REQUISITOS DO EXERCÍCIO
1/ Indique se cada afirmação abaixo está de acordo com o texto sobre a sociedade israelense, respondendo sim ou não e citando literalmente as palavras do texto que decidem a questão. (a) Uma pesquisa de janeiro indicou que 88% acreditam que o crescente número de mortes palestinas é justificado. (b) A maioria dos israelenses apoia a instauração de um Estado palestino. (c) No ano anterior a outubro de 2023, 12.300 israelenses deixaram o país de forma permanente.
2/ Reproduza fielmente o trecho do texto sobre a sociedade israelense que vai de “Outra pesquisa, de” até “na área econômica.”, com ambos incluídos.
3/ Prossiga com o texto sobre a sociedade israelense a partir do ponto em que ele termina.

TEXTO DO DOCUMENTO
......

No entanto, a cidadania não protesta contra a guerra, só quanto à estratégia utilizada. Uma pesquisa de janeiro indicou que 88% acreditam que o crescente número de mortes palestinas são justificadas, e uma enorme maioria opina que as Forças de Defesa de Israel fazem uso adequado da força, ou até de muito pouca, em Gaza.

Outra pesquisa, de fevereiro, mostra que 63% dos israelenses se opõem à instauração de um Estado palestino.

De maneira que a própria sociedade israelense está comprometida com a política de continuação da guerra, ainda que pense que os líderes militares estão mal orientados. A percepção contribui para a ideia de que Israel já não é um Estado seguro e forte na área econômica.

Emigração comprova crise

Sem dúvida, um dos dados mais ilustrativos desta crise social é a emigração em massa que se deu no país desde 7 de outubro de 2023. Um artigo de The Jewish Independent afirma: “As estatísticas de emigração mostram que 42.185 israelenses abandonaram o país entre outubro de 2023 e março de 2024 sem terem regressado até julho deste ano”.

Apenas em outubro de 2023, 12.300 israelenses deixaram o país “e não tinham regressado até junho de 2024, em comparação com só 3.200 que se foram de forma permanente no ano anterior, um aumento de 285%”, informa uma nota do The Times of Israel.

......

LISTAGEM
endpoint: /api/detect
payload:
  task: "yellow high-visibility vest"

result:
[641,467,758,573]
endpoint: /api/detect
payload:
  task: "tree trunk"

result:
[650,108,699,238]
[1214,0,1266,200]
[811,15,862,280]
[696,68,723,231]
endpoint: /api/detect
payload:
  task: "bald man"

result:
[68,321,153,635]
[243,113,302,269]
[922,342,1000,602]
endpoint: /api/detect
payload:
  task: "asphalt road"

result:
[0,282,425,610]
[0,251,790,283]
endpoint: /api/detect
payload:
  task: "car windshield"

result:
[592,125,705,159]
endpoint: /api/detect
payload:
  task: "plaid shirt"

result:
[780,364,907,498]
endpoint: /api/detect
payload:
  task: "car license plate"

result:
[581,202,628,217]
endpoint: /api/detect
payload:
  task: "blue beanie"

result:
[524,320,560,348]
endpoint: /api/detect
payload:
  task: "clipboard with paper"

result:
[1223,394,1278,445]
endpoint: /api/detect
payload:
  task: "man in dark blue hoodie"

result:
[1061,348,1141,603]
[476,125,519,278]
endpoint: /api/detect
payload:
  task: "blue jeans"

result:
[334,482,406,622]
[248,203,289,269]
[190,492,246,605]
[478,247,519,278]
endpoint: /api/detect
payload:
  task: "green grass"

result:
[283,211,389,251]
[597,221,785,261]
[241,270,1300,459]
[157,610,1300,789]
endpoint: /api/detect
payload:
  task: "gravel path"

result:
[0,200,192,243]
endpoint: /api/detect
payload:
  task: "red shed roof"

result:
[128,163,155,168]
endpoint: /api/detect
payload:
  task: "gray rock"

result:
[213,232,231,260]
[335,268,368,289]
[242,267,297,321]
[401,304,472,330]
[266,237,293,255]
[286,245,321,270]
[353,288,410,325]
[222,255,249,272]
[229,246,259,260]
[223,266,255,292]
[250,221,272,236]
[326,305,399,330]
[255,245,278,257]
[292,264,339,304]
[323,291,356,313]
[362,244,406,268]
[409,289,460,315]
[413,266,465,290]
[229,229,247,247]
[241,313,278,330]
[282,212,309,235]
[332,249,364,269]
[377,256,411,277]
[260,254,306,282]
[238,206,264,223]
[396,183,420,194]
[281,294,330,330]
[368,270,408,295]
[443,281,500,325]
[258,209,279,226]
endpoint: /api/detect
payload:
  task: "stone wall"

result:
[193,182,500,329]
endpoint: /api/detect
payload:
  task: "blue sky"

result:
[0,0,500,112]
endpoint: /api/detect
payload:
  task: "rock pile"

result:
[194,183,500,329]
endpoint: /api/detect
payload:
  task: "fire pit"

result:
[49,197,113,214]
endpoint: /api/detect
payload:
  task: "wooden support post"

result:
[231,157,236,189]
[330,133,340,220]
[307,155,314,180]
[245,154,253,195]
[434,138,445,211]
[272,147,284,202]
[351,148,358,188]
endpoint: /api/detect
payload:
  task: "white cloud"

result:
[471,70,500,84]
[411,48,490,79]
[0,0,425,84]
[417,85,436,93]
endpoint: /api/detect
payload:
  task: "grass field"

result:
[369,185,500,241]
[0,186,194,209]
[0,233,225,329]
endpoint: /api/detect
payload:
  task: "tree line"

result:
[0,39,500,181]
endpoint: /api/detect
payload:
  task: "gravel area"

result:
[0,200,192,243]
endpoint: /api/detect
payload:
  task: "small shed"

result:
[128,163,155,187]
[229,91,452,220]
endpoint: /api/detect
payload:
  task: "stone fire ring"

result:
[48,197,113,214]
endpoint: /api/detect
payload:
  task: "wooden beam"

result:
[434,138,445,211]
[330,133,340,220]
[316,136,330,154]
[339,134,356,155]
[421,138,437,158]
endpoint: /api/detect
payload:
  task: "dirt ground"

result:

......

RESPOSTAS POR TAREFA
1/
(a) Sim: “Uma pesquisa de janeiro indicou que 88% acreditam que o crescente número de mortes palestinas são justificadas”.
(b) Não: “63% dos israelenses se opõem à instauração de um Estado palestino”.
(c) Não: “em comparação com só 3.200 que se foram de forma permanente no ano anterior”.

2/
Outra pesquisa, de fevereiro, mostra que 63% dos israelenses se opõem à instauração de um Estado palestino.

De maneira que a própria sociedade israelense está comprometida com a política de continuação da guerra, ainda que pense que os líderes militares estão mal orientados. A percepção contribui para a ideia de que Israel já não é um Estado seguro e forte na área econômica.

3/
O The Jewish Independent também afirma que “uma comparação entre a imigração total para Israel durante os primeiros oito meses de 2024, em comparação com os primeiros oito meses do ano anterior, mostra uma queda de 42%”.

Não há números mais atualizados até hoje, no entanto, as consequências a médio e longo prazo da emigração ainda estão por ver-se, sobretudo no plano econômico, em que o país se veria mais afetado.

Crise econômica

São múltiplos os informes sobre a queda da economia israelense devido à guerra. Em 28 de setembro, o ministro de Finanças, Bezalel Smotrich — que considera que “pode ser justo e moral” usar a fome como arma de guerra contra 2 milhões de palestinos —, disse que “a economia de Israel suporta o peso da guerra mais longa e mais cara da história do país”.

Um trabalho acadêmico do Instituto de Estudos de Segurança Nacional da Universidade de Tel Aviv afirma que, no melhor dos casos, o Produto Interno Bruto de Israel cairá em números negativos entre 2024 e 2025, e o máximo de crescimento previsto é de apenas 1%, sem contar com um déficit orçamentário de 15% aproximadamente.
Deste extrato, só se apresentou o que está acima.